Records drawn from a dataset:
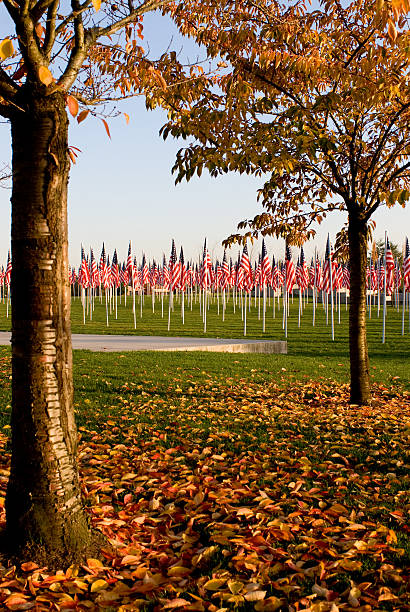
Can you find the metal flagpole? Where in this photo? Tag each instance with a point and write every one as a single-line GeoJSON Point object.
{"type": "Point", "coordinates": [384, 290]}
{"type": "Point", "coordinates": [331, 292]}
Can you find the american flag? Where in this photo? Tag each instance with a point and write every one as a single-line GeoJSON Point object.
{"type": "Point", "coordinates": [373, 277]}
{"type": "Point", "coordinates": [115, 274]}
{"type": "Point", "coordinates": [84, 275]}
{"type": "Point", "coordinates": [380, 272]}
{"type": "Point", "coordinates": [174, 270]}
{"type": "Point", "coordinates": [166, 279]}
{"type": "Point", "coordinates": [129, 261]}
{"type": "Point", "coordinates": [326, 267]}
{"type": "Point", "coordinates": [389, 268]}
{"type": "Point", "coordinates": [346, 276]}
{"type": "Point", "coordinates": [225, 272]}
{"type": "Point", "coordinates": [290, 274]}
{"type": "Point", "coordinates": [245, 266]}
{"type": "Point", "coordinates": [182, 271]}
{"type": "Point", "coordinates": [206, 268]}
{"type": "Point", "coordinates": [144, 270]}
{"type": "Point", "coordinates": [7, 275]}
{"type": "Point", "coordinates": [124, 276]}
{"type": "Point", "coordinates": [136, 275]}
{"type": "Point", "coordinates": [266, 268]}
{"type": "Point", "coordinates": [275, 275]}
{"type": "Point", "coordinates": [406, 266]}
{"type": "Point", "coordinates": [302, 274]}
{"type": "Point", "coordinates": [94, 274]}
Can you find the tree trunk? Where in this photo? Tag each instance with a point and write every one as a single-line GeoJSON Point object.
{"type": "Point", "coordinates": [359, 357]}
{"type": "Point", "coordinates": [45, 517]}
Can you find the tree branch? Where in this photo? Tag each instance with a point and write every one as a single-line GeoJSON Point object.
{"type": "Point", "coordinates": [147, 6]}
{"type": "Point", "coordinates": [50, 29]}
{"type": "Point", "coordinates": [8, 87]}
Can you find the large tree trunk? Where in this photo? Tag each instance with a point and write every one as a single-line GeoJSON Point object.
{"type": "Point", "coordinates": [359, 356]}
{"type": "Point", "coordinates": [45, 517]}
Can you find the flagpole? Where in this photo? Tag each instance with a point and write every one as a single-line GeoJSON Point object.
{"type": "Point", "coordinates": [264, 308]}
{"type": "Point", "coordinates": [404, 303]}
{"type": "Point", "coordinates": [244, 315]}
{"type": "Point", "coordinates": [314, 292]}
{"type": "Point", "coordinates": [384, 290]}
{"type": "Point", "coordinates": [331, 293]}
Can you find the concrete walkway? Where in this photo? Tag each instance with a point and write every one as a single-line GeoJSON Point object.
{"type": "Point", "coordinates": [94, 342]}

Exercise directions
Exact repetition of all the records is required, with the pictures excluded.

Result of the exercise
Can you find the metal flagpole? Where in this photo? Tag each instance with a point and write every one as a single-line GeoJSON Point object.
{"type": "Point", "coordinates": [384, 290]}
{"type": "Point", "coordinates": [331, 292]}
Can you find the american flag? Where in this photo? Tag each instance with a point and write every one as a single-line GeoJSON Point object.
{"type": "Point", "coordinates": [373, 277]}
{"type": "Point", "coordinates": [115, 274]}
{"type": "Point", "coordinates": [84, 275]}
{"type": "Point", "coordinates": [380, 272]}
{"type": "Point", "coordinates": [174, 270]}
{"type": "Point", "coordinates": [166, 279]}
{"type": "Point", "coordinates": [129, 261]}
{"type": "Point", "coordinates": [326, 267]}
{"type": "Point", "coordinates": [389, 268]}
{"type": "Point", "coordinates": [346, 276]}
{"type": "Point", "coordinates": [225, 272]}
{"type": "Point", "coordinates": [290, 274]}
{"type": "Point", "coordinates": [245, 266]}
{"type": "Point", "coordinates": [182, 271]}
{"type": "Point", "coordinates": [206, 268]}
{"type": "Point", "coordinates": [144, 270]}
{"type": "Point", "coordinates": [7, 275]}
{"type": "Point", "coordinates": [124, 276]}
{"type": "Point", "coordinates": [136, 275]}
{"type": "Point", "coordinates": [266, 268]}
{"type": "Point", "coordinates": [275, 275]}
{"type": "Point", "coordinates": [406, 266]}
{"type": "Point", "coordinates": [302, 274]}
{"type": "Point", "coordinates": [94, 274]}
Can you find the tree trunk? Where in this photo? Tag each instance with a point and write every one as a single-line GeoJSON Point object.
{"type": "Point", "coordinates": [359, 357]}
{"type": "Point", "coordinates": [45, 517]}
Can you find the tree branch? Where in this photo? Tag each instance with a point and write every one as a single-line GeoJSON Point object.
{"type": "Point", "coordinates": [147, 6]}
{"type": "Point", "coordinates": [50, 29]}
{"type": "Point", "coordinates": [8, 87]}
Can you find the large tree trunk? Where in this photo? Tag each instance with a point and write every one as a single-line GeoJSON Point object.
{"type": "Point", "coordinates": [359, 356]}
{"type": "Point", "coordinates": [45, 517]}
Can you find the flagpole? Where in this photo? Tag each instance with a point and write every one as a single-line GeoJSON Point object.
{"type": "Point", "coordinates": [264, 308]}
{"type": "Point", "coordinates": [404, 303]}
{"type": "Point", "coordinates": [244, 315]}
{"type": "Point", "coordinates": [314, 292]}
{"type": "Point", "coordinates": [384, 290]}
{"type": "Point", "coordinates": [331, 293]}
Can you find the concrete walkway? Where in this photo? Tag each instance with a point and write every one as a single-line GeoJSON Point object.
{"type": "Point", "coordinates": [94, 342]}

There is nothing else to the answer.